---- EXERCISE INPUT
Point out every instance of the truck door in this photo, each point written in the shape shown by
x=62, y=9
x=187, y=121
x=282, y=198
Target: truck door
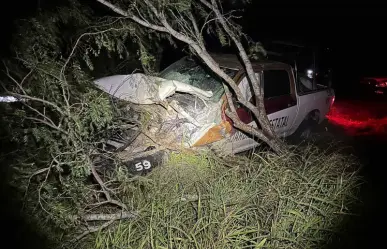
x=280, y=99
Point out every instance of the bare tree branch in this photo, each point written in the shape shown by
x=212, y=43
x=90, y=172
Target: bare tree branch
x=106, y=217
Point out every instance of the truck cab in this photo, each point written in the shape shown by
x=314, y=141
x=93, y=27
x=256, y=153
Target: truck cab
x=293, y=104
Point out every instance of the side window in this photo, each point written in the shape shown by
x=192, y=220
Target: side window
x=276, y=83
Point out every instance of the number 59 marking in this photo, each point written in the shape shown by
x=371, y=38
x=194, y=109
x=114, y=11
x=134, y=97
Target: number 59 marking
x=145, y=164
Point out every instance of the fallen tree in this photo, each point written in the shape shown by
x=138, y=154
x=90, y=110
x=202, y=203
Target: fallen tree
x=185, y=21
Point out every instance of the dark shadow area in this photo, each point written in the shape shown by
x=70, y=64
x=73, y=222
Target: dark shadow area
x=363, y=230
x=17, y=232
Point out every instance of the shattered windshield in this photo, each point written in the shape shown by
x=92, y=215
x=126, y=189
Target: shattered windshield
x=188, y=71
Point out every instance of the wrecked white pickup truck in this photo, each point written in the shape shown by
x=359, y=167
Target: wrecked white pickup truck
x=184, y=107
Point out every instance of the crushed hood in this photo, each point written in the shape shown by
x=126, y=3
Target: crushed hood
x=144, y=90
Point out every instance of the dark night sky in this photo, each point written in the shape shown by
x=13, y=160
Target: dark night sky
x=355, y=32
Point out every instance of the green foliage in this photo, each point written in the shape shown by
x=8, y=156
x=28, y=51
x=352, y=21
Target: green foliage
x=268, y=201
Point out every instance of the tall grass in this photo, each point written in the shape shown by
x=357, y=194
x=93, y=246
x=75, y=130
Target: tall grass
x=267, y=201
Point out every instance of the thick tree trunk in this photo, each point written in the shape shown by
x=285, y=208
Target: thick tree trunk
x=158, y=21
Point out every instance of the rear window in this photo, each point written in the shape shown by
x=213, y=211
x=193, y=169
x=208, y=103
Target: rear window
x=190, y=72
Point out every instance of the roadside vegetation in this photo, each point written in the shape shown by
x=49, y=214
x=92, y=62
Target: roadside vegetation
x=53, y=138
x=265, y=201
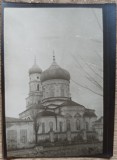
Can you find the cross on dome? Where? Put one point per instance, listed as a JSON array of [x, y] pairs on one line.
[[53, 56]]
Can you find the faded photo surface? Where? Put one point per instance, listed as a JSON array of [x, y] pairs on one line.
[[53, 81]]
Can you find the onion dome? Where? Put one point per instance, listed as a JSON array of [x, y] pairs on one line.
[[55, 72], [35, 68]]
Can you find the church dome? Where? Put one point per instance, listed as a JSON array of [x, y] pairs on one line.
[[35, 69], [55, 72]]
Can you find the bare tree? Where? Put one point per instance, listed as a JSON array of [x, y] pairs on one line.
[[89, 77]]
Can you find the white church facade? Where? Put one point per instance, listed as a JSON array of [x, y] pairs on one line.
[[51, 114]]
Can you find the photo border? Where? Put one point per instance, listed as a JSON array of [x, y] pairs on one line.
[[109, 57]]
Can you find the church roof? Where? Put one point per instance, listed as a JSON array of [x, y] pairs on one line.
[[55, 72], [100, 120], [89, 114], [12, 119], [71, 103], [47, 114], [35, 106], [35, 69]]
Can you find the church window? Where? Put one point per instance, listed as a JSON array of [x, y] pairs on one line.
[[52, 92], [68, 125], [51, 126], [61, 126], [23, 136], [12, 138], [43, 127], [87, 126], [77, 124], [62, 92], [37, 87]]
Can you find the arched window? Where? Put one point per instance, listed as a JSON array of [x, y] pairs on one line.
[[68, 125], [87, 126], [43, 127], [52, 91], [51, 126], [77, 124], [62, 91], [61, 126], [37, 87]]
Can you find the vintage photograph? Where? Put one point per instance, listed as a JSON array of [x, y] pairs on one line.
[[53, 62]]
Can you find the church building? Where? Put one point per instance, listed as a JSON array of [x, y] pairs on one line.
[[50, 114]]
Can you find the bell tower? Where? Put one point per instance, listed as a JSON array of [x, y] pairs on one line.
[[35, 87]]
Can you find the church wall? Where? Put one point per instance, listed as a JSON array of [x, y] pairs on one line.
[[90, 121], [55, 88], [33, 99], [49, 122], [14, 134]]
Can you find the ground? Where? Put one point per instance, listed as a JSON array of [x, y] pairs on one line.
[[59, 151]]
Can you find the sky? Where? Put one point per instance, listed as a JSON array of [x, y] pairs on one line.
[[76, 37]]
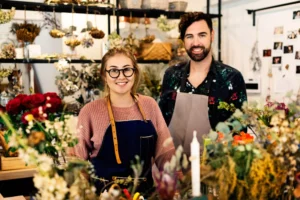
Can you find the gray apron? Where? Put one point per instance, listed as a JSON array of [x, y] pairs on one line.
[[190, 113]]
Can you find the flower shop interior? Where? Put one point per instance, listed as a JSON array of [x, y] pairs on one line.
[[55, 47]]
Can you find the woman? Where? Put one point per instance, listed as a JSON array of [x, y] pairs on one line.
[[114, 129]]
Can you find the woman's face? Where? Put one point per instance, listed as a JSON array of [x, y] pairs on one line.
[[119, 82]]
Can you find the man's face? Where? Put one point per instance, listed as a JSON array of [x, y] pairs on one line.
[[197, 40]]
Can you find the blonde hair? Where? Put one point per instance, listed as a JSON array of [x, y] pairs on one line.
[[121, 51]]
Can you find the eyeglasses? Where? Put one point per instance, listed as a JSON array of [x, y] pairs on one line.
[[115, 73]]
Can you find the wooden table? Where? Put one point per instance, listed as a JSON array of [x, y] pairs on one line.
[[17, 174]]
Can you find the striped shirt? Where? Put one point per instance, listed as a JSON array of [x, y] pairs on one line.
[[93, 121]]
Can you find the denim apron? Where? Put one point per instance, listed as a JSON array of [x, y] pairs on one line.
[[190, 113], [123, 140]]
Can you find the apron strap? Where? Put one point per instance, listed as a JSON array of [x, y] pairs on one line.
[[114, 131], [113, 125], [140, 108]]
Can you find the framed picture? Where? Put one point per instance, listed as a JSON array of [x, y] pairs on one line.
[[288, 49], [278, 45], [267, 52], [296, 14], [276, 60]]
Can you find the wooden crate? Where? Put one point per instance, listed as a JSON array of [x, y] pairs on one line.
[[11, 163]]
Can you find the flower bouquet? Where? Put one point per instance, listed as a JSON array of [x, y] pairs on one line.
[[39, 121], [260, 165]]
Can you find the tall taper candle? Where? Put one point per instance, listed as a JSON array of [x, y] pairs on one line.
[[195, 160]]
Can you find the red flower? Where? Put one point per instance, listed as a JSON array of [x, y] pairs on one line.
[[234, 96], [211, 100], [24, 121], [21, 96], [39, 113], [53, 104], [13, 106], [51, 95], [26, 102], [37, 100]]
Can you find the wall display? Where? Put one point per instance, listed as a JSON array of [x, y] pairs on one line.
[[276, 60], [278, 45], [278, 30], [292, 34], [296, 14], [298, 69], [267, 53], [288, 49], [297, 55]]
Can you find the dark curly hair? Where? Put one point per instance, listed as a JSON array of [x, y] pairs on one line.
[[187, 19]]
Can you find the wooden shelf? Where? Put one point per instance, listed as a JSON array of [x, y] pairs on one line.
[[17, 174], [25, 61], [108, 10], [20, 5], [46, 61]]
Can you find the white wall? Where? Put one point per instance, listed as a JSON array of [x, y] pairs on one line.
[[239, 36]]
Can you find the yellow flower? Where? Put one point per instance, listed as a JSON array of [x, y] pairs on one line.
[[29, 117]]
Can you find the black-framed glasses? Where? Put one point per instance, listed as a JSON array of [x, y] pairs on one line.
[[115, 73]]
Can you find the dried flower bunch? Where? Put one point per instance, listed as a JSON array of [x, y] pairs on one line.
[[8, 51], [26, 32], [96, 33], [164, 25], [132, 43], [148, 38], [87, 42], [114, 40], [72, 42], [72, 80], [5, 72], [7, 16], [55, 33]]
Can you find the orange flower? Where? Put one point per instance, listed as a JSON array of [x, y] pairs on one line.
[[220, 136]]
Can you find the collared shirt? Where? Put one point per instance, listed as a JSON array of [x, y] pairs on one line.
[[222, 84]]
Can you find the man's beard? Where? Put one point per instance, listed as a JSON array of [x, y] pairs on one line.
[[201, 56]]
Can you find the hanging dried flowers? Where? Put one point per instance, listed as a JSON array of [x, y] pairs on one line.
[[5, 72], [164, 25], [8, 51], [96, 33], [26, 32], [7, 16], [55, 33], [72, 42], [87, 42]]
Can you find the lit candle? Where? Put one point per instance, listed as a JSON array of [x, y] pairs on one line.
[[195, 160]]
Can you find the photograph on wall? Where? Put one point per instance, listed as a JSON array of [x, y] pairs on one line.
[[292, 34], [296, 14], [278, 45], [288, 49], [276, 60], [267, 53], [297, 55], [298, 69], [278, 30]]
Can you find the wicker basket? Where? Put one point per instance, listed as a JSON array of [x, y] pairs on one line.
[[177, 6], [131, 4], [156, 51], [155, 4]]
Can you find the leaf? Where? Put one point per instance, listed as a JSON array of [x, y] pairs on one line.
[[248, 147], [241, 148], [213, 135], [89, 25], [237, 126], [223, 128]]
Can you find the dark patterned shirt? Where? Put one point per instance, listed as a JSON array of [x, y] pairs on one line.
[[223, 83]]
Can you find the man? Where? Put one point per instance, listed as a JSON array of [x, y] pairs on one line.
[[191, 92]]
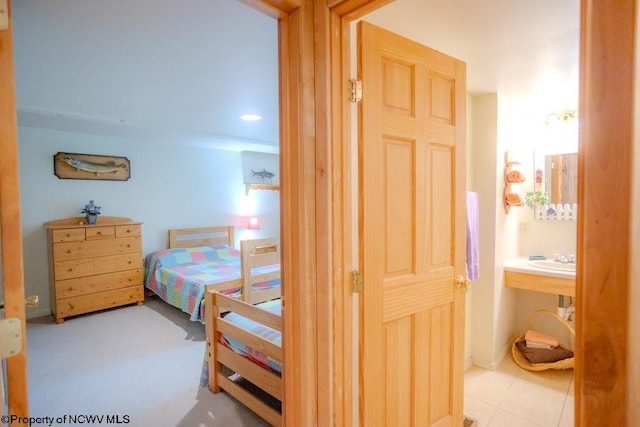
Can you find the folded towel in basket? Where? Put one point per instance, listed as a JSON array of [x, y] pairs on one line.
[[543, 355], [540, 340]]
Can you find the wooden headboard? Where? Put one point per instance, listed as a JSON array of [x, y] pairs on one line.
[[202, 236]]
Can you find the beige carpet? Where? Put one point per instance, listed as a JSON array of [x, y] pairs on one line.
[[141, 362]]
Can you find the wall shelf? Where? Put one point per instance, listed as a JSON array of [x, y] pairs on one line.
[[273, 187]]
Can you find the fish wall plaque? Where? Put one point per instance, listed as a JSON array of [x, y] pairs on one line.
[[91, 166]]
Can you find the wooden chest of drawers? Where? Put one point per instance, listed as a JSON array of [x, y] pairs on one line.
[[93, 267]]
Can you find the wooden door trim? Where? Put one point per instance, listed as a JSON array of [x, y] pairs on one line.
[[10, 225], [606, 374]]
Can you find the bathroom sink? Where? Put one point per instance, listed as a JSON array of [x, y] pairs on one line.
[[553, 265]]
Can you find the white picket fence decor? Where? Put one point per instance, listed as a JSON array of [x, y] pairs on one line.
[[566, 212]]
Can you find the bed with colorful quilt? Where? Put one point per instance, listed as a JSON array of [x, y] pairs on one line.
[[201, 258], [244, 352]]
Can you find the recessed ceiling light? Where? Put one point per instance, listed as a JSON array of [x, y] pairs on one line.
[[251, 117]]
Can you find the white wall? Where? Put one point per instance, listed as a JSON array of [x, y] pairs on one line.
[[171, 186]]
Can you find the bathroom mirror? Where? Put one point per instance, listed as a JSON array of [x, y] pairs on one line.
[[556, 156], [561, 177]]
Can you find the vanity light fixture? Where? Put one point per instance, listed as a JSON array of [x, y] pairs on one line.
[[564, 116], [253, 223], [251, 117]]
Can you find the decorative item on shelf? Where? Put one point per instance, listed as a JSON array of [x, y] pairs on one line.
[[91, 212], [536, 198], [565, 116], [512, 176], [253, 224], [566, 212], [264, 175], [91, 166]]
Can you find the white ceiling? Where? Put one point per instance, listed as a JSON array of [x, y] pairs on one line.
[[162, 71]]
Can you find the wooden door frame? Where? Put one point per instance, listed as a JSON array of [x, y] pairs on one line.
[[316, 166], [607, 293], [315, 199], [10, 224], [315, 203]]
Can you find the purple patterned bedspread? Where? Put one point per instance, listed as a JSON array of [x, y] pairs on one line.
[[273, 306], [179, 275]]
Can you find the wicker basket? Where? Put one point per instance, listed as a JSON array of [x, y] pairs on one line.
[[522, 361]]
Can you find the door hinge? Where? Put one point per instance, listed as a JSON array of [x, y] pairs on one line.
[[356, 282], [4, 15], [355, 90], [10, 337]]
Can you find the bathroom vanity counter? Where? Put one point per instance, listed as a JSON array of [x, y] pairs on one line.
[[518, 273]]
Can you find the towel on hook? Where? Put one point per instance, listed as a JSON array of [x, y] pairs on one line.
[[473, 236]]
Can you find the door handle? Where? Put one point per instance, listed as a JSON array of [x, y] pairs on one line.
[[461, 282]]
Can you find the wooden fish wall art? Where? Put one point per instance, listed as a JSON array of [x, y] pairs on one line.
[[91, 166]]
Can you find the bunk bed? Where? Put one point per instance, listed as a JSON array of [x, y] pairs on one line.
[[202, 258], [244, 352]]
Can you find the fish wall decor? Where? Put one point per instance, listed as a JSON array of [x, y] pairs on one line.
[[91, 166]]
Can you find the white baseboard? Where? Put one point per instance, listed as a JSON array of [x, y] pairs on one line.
[[468, 362]]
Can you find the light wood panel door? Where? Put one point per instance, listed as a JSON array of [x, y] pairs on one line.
[[412, 232], [10, 226]]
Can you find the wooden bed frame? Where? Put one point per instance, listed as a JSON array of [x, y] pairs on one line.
[[256, 253], [201, 236], [220, 356], [253, 252]]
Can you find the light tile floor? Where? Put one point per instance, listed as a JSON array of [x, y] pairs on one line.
[[513, 397]]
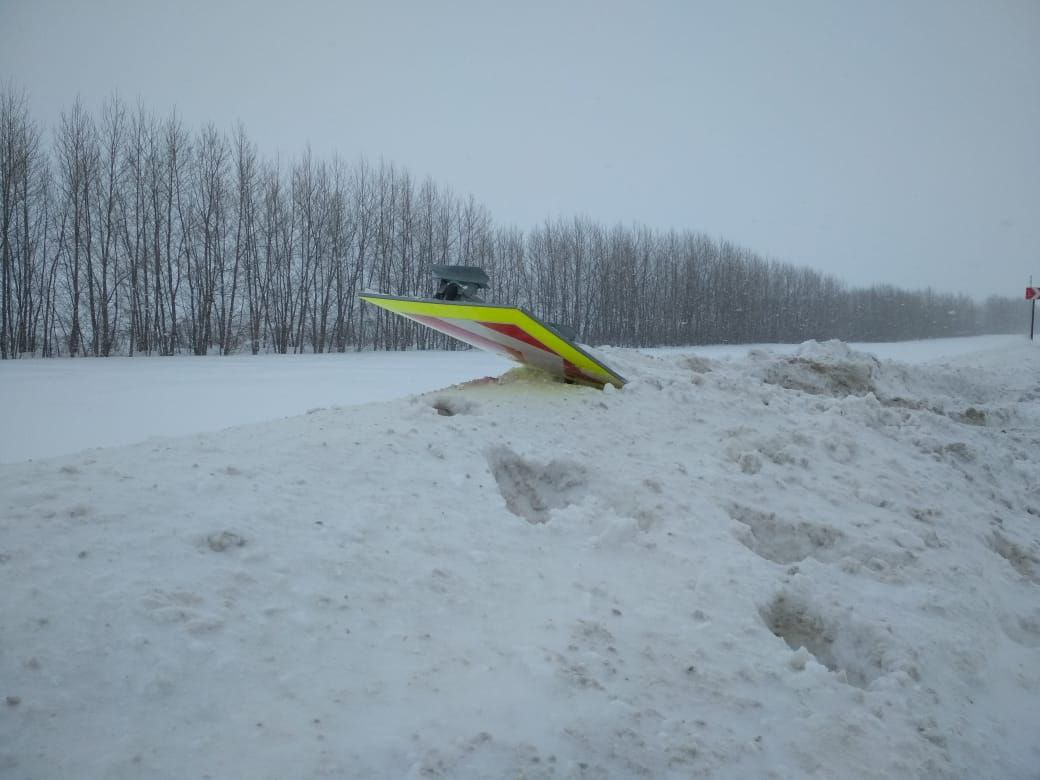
--------
Leave out all pictures and output each line exactly, from the top of the records through the line that holds "x=256, y=153".

RESPONSE BELOW:
Point out every instance of the truck door in this photo, each point written in the shape shown by
x=62, y=9
x=187, y=121
x=282, y=198
Target: truck door
x=280, y=99
Point out every instance of the bare tree branch in this photo, each point written in the shape shown by
x=212, y=43
x=90, y=172
Target: bare tree branch
x=106, y=217
Point out every instance of the truck cab in this photo, each point written in the shape shown by
x=314, y=141
x=93, y=27
x=256, y=153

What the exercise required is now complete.